▸ **Requirements**
Give the stretch of lines from the one containing "Look at this image and find the food" through the one containing "936,256 -> 1375,470" as a JSON list of strings, one string per line, with blank lines left out.

▸ **Material for the task**
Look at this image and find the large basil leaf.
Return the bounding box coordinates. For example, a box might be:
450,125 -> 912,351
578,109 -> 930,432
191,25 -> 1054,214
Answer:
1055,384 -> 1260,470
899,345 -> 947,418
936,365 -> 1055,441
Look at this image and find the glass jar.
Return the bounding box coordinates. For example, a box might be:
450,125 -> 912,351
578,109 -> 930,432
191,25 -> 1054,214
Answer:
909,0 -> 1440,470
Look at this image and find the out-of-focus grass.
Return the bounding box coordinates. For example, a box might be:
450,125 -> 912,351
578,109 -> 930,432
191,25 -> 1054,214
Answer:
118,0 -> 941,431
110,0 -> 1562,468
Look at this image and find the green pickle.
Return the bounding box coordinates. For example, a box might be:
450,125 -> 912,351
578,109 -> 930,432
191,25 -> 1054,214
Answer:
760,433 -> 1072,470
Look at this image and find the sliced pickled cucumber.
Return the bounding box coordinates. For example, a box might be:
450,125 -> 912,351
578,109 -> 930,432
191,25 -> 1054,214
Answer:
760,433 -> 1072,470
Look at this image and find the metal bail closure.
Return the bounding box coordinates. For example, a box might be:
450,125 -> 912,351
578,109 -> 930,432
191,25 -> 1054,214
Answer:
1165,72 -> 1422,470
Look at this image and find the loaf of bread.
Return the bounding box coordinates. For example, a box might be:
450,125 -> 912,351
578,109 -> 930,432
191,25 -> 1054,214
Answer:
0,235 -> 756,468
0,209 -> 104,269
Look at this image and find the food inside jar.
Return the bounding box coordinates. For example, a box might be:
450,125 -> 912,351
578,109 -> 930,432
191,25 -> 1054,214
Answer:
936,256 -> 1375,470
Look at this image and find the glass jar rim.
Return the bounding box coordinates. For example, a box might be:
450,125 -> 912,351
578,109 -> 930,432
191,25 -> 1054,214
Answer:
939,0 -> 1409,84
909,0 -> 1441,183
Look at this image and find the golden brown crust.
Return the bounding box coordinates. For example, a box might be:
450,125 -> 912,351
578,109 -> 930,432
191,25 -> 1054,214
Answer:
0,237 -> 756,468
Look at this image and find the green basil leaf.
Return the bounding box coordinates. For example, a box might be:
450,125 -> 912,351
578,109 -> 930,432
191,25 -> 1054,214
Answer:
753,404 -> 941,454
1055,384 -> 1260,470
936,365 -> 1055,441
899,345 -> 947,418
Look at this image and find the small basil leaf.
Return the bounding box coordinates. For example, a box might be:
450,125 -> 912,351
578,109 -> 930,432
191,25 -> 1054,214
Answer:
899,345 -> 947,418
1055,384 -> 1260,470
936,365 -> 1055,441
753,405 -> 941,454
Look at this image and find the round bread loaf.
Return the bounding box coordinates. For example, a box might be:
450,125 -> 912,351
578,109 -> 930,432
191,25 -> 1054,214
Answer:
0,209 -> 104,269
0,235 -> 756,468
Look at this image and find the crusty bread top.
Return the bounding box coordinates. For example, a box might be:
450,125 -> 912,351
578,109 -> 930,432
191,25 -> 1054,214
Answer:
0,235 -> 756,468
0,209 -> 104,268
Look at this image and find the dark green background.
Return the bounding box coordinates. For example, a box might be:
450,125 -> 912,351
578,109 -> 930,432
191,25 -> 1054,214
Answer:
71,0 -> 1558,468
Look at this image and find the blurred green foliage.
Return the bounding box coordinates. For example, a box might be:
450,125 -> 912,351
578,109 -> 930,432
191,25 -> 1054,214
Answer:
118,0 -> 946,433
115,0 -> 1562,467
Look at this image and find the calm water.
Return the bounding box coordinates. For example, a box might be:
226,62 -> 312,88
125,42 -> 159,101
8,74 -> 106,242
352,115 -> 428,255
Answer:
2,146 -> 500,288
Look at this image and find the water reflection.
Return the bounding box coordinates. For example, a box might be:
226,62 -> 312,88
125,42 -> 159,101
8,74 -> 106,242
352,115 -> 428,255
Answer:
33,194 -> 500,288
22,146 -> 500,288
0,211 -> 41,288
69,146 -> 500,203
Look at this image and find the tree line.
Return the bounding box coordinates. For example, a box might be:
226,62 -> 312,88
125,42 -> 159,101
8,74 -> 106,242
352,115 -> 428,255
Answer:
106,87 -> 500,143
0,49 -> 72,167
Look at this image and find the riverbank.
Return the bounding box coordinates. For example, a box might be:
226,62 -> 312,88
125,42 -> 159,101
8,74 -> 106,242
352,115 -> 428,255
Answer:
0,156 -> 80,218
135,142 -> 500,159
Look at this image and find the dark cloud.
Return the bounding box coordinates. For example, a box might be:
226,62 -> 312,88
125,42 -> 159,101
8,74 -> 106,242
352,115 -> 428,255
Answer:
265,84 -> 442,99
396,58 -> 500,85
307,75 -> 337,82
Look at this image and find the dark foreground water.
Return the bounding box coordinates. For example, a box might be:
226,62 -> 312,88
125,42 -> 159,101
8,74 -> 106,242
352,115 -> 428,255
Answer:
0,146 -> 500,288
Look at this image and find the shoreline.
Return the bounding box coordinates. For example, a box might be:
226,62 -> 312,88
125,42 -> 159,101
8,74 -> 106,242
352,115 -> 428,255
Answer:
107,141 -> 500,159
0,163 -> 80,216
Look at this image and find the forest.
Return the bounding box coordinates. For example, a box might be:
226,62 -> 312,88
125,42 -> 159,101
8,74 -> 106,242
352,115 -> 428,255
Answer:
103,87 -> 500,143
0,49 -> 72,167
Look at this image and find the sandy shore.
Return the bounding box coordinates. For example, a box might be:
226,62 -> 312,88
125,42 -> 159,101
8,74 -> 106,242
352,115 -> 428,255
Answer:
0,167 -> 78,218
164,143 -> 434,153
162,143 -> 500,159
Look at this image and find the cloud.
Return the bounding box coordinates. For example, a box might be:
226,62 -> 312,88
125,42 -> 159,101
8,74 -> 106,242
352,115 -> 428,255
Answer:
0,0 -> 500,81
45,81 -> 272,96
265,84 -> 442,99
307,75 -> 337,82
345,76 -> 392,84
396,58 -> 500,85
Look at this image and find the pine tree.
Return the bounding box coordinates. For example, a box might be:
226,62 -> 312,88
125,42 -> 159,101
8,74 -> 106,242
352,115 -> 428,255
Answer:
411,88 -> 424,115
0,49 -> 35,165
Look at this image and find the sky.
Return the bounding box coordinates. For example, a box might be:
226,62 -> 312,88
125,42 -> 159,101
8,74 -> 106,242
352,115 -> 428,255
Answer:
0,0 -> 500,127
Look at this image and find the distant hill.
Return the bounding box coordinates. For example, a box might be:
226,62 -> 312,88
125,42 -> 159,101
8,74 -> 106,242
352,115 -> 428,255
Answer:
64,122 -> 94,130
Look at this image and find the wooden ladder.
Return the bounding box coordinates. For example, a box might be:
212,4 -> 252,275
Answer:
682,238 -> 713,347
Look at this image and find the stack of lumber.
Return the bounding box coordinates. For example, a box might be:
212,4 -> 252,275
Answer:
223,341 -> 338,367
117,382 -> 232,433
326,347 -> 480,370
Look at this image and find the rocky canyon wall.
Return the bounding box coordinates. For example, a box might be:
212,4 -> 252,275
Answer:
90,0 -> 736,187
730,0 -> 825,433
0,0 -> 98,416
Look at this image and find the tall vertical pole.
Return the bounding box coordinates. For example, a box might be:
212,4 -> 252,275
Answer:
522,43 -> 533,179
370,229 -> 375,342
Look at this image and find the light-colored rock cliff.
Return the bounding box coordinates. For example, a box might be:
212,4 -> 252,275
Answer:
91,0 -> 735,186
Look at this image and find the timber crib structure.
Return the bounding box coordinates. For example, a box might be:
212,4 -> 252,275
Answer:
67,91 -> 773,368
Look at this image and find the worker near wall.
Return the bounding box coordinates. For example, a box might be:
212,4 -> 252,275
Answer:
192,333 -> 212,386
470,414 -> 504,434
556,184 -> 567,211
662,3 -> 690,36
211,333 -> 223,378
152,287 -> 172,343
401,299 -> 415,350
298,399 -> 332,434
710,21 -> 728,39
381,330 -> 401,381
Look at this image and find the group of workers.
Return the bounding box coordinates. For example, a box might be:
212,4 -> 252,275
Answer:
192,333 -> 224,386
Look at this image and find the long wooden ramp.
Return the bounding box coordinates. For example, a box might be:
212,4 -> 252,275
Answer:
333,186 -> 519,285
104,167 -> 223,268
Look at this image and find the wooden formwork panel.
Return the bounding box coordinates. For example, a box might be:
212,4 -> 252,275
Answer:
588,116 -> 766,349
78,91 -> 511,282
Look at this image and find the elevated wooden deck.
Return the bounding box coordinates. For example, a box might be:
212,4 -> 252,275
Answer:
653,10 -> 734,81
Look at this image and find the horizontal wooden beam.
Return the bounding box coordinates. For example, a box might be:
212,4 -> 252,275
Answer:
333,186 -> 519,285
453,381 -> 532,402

▸ **Written response**
[
  "Look at this image and find the food inside jar.",
  "Return the bounding box coordinates. For example, a box might be:",
  "450,125 -> 912,351",
  "578,109 -> 930,432",
  "191,25 -> 1054,214",
  "Answer:",
  "936,256 -> 1375,470"
]